-- Page extract follows --

ENCINITAS, Calif. - Hundreds of friends and family on Thursday remembered sitar virtuoso Ravi Shankar as an unfailingly generous teacher with a gentle spirit and sense of humour whose music fostered understanding between East and West.
Olivia Harrison said Shankar helped her late husband George Harrison achieve a more meaningful life when he was a young Beatle.
"They were like father and son as well as brothers," Harrison said on an outdoor stage decorated with garlands of white flowers at the Self Realization Fellowship centre in Encinitas, the oceanfront suburb north of San Diego where Shankar lived for the last two decades.
Conductor Zubin Mehta said he felt like a "little crumb" listening to Shankar play and credited his close friend with introducing India to the world.
Shankar died last week in San Diego at age 92.
His wife, Sukanya Rajan, and daughters — singer Norah Jones and Grammy-nominated sitarist Anoushka Shankar — sat in the front row as speakers paid tribute. The audience listened to clips of Shankar's music and recorded voice.
"Music is the only language I really know," Shankar said in one clip.
Under blue skies on a warm Southern California morning, a family friend read messages from political and cultural luminaries including musicians Phillip Glass and Peter Gabriel, who thanked him for teaching them. The audience heard excerpts from newspaper stories that trumpeted Shankar's enormous influence.

-- Page extract concluded --
-- Study material follows --

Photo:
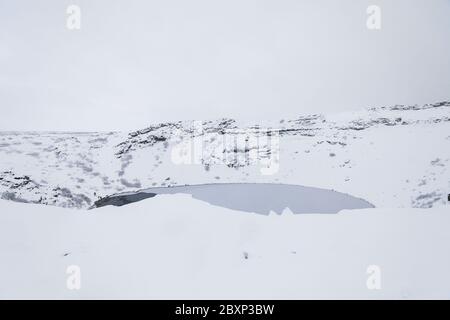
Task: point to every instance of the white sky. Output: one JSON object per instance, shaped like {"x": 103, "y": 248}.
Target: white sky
{"x": 139, "y": 62}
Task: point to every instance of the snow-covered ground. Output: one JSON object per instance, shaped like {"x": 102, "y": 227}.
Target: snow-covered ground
{"x": 173, "y": 246}
{"x": 177, "y": 246}
{"x": 392, "y": 157}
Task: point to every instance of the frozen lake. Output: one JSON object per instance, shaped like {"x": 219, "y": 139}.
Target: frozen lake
{"x": 253, "y": 197}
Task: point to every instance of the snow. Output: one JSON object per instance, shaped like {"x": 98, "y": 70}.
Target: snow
{"x": 177, "y": 247}
{"x": 391, "y": 157}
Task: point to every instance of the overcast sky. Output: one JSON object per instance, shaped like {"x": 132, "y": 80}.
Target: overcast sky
{"x": 136, "y": 62}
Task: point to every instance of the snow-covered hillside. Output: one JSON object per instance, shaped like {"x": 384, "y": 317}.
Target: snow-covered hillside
{"x": 173, "y": 246}
{"x": 392, "y": 157}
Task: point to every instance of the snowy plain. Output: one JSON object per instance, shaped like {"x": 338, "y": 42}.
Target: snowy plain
{"x": 178, "y": 246}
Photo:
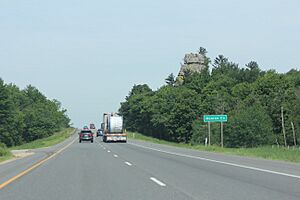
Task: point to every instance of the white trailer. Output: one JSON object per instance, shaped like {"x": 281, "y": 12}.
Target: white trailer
{"x": 113, "y": 128}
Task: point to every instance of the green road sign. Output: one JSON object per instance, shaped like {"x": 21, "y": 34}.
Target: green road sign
{"x": 215, "y": 118}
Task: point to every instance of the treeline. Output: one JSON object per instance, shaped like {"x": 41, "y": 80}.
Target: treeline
{"x": 252, "y": 98}
{"x": 27, "y": 115}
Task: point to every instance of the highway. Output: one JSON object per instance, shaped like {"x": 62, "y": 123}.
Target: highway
{"x": 142, "y": 170}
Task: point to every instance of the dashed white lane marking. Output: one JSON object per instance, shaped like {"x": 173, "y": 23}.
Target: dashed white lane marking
{"x": 220, "y": 162}
{"x": 158, "y": 182}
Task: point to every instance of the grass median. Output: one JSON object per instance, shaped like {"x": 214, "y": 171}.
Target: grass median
{"x": 266, "y": 152}
{"x": 46, "y": 142}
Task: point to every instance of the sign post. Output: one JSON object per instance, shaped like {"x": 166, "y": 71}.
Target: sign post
{"x": 215, "y": 118}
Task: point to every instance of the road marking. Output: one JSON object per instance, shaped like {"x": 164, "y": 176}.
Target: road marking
{"x": 158, "y": 182}
{"x": 220, "y": 162}
{"x": 34, "y": 166}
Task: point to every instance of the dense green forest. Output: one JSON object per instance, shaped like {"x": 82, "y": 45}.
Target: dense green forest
{"x": 27, "y": 115}
{"x": 252, "y": 98}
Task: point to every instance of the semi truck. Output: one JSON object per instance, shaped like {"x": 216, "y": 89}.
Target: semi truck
{"x": 112, "y": 127}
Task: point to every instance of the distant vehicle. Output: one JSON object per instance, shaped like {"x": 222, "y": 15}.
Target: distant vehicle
{"x": 112, "y": 127}
{"x": 93, "y": 128}
{"x": 99, "y": 132}
{"x": 86, "y": 135}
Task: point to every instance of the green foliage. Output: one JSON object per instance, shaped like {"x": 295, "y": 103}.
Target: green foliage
{"x": 170, "y": 80}
{"x": 249, "y": 127}
{"x": 251, "y": 97}
{"x": 27, "y": 115}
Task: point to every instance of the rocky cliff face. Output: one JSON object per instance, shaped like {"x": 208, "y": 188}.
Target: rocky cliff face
{"x": 193, "y": 62}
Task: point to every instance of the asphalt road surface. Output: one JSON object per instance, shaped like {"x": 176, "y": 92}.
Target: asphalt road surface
{"x": 141, "y": 170}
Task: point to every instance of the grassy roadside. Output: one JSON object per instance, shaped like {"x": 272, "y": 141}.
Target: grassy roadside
{"x": 46, "y": 142}
{"x": 290, "y": 155}
{"x": 5, "y": 154}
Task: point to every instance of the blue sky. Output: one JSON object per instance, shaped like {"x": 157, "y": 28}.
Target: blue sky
{"x": 88, "y": 54}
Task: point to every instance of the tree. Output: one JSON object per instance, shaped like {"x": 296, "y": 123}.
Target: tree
{"x": 170, "y": 80}
{"x": 245, "y": 128}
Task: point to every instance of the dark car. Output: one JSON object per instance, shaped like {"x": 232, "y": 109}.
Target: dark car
{"x": 86, "y": 135}
{"x": 99, "y": 132}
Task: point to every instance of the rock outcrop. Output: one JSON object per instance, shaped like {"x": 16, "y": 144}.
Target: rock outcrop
{"x": 193, "y": 62}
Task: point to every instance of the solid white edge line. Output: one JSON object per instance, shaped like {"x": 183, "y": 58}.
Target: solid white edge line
{"x": 220, "y": 162}
{"x": 157, "y": 181}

-- Study material concluded --

● Task instructions:
1/ Answer from the Ravi Shankar memorial report:
(a) Where did Shankar die, and at what age?
(b) What did Zubin Mehta say he felt like when listening to Shankar play?
(c) Which two musicians sent messages thanking Shankar for teaching them?
2/ Please carry on the Ravi Shankar memorial report from its last sentence.
The rows come from a different source than the memorial report.

● Solved tasks:
1/
(a) San Diego, at age 92.
(b) A "little crumb."
(c) Phillip Glass and Peter Gabriel.

2/
Labeled "the godfather of world music" by Harrison, Shankar helped millions of Westerners — classical, jazz and rock lovers — discover the centuries-old traditions of Indian music. From Harrison to John Coltrane, from Yehudi Menuhin to Andre Previn, he bridged the musical gap between East and West.
Pirashanna Thevarajah, one of his students, said Shankar was the reason he pursued a music career and that his teacher sometimes believed more in him than he believed in himself. He called Shankar "a very simple soul with a wonderful sense of humour."
Thevarajah said Shankar followed his puns with the line, "That's why the call me a pundit."
Film director Joe Wright, Shankar's son-in-law, recalled a risky medical operation that Shankar's family was unsure he would survive. Though he made it through, Wright thought he might never again see Shankar alive as he was rolled into the operating room.
Wright saw Shankar's fingers moving as he was wheeled away.
"I never at any moment saw his fingers not playing, not beating a rhythm," Wright said.